• [Task prompt] Return the data exactly, with all pictures removed.

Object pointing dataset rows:
○ ○ ○ ○ ○ ○ ○

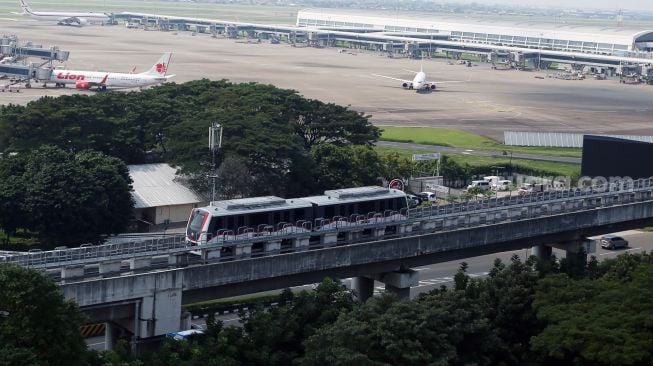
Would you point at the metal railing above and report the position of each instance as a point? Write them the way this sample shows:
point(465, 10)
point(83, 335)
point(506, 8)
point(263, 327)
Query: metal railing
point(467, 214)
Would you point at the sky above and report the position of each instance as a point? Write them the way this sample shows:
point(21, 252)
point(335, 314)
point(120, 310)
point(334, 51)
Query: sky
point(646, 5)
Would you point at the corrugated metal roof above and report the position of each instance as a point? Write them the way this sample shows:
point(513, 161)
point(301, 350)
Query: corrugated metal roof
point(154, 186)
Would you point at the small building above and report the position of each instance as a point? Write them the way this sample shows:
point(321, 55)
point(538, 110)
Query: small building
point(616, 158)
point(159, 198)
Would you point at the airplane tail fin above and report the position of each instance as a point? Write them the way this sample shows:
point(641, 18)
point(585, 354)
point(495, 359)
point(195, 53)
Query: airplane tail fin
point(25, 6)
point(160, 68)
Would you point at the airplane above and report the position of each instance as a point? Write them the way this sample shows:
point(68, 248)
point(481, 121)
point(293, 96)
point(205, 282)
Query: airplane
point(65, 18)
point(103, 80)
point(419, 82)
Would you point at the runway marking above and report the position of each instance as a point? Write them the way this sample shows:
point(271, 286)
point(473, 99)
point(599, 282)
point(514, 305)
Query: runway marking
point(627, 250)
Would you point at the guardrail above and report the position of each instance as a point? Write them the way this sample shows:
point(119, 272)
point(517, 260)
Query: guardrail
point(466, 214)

○ ○ ○ ○ ○ ○ ○

• [Exercise output]
Would you point at the metal railing above and report the position of each instance as a point? Write them the way this sample shows:
point(465, 10)
point(83, 335)
point(506, 8)
point(263, 327)
Query: metal railing
point(467, 214)
Would you point at the sky above and report the position of each instance as a point? Write them the way this sample shows:
point(21, 252)
point(335, 314)
point(120, 310)
point(334, 51)
Query: sky
point(646, 5)
Would you point at the corrugated metal roof above and report the position of each instance as a point? Write them the way this sample shows:
point(513, 161)
point(301, 350)
Query: corrugated metal roof
point(154, 186)
Would you point at the small building above and report the position of each instance as a point? Write them the way this sample shows:
point(321, 55)
point(538, 110)
Query: small building
point(616, 158)
point(159, 198)
Would you point at the airplane tail fin above and report the position of each instance as a point? Write them the way this sample shows:
point(641, 18)
point(585, 354)
point(495, 359)
point(195, 53)
Query: airplane tail fin
point(25, 6)
point(160, 68)
Would you point at the airplane above and report the position of each instance as a point? Write them the way this sample shows:
point(68, 248)
point(481, 121)
point(293, 96)
point(205, 282)
Query: airplane
point(65, 18)
point(103, 80)
point(419, 82)
Would you point at the runway marking above and report the position of each instance as a point? Write them the way this sample shows:
point(271, 286)
point(473, 99)
point(599, 282)
point(514, 305)
Query: runway marking
point(627, 250)
Would you point at the guardrail above and report the position of each instance as a point? Write them the way this sample shows:
point(119, 272)
point(517, 260)
Query: guardrail
point(466, 214)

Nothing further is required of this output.